> _CONSEGNA_:
Per favore, rispondi a queste domande sul testo fornito:
1. Secondo la didascalia iniziale, davanti a quale luogo si svolgono le preghiere?
2. Secondo il titolo, da dove arriva lo tsunami contro Israele?
3. In quale città ha sede l'Unesco?

> _TESTO FORNITO_:
Preghiere davanti al Muro del pianto a Gerusalemme (foto LaPresse)

Il voto all'Unesco è parte di uno tsunami contro Israele che arriva dall'Europa

Giulio Meotti
E’ una specie di ipnosi: cancellare Israele, costi quel che costi. Non solo col sangue, ma anche con l’inchiostro. E’ questo il significato della risoluzione dell’Unesco, con sede a Parigi, che ha reso “Jüdenrein” (libera da ebrei) Gerusalemme.

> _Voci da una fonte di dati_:

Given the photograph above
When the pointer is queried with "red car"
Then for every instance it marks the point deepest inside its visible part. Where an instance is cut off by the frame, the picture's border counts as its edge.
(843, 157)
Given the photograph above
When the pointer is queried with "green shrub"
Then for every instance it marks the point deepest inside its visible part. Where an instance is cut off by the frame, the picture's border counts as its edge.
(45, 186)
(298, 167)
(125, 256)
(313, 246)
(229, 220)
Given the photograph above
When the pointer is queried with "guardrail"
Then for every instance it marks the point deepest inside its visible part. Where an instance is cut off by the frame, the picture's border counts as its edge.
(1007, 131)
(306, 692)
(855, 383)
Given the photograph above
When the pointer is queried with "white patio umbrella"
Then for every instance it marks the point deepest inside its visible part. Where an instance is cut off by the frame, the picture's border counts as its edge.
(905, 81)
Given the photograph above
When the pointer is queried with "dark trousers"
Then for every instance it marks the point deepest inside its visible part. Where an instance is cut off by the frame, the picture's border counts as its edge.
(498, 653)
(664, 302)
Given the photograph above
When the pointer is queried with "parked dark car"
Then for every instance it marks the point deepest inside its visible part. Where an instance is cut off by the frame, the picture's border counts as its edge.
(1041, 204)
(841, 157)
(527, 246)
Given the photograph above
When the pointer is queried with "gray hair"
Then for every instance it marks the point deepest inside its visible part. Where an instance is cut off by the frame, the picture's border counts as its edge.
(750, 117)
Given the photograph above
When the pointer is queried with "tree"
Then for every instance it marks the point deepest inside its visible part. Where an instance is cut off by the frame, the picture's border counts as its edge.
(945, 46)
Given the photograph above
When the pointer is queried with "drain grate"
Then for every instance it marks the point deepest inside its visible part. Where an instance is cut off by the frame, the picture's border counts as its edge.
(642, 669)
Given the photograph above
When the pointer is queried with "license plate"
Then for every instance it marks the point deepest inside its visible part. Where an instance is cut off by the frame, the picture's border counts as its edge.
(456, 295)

> _SOLUZIONE_:
1. Davanti al Muro del pianto a Gerusalemme.
2. Dall'Europa.
3. A Parigi.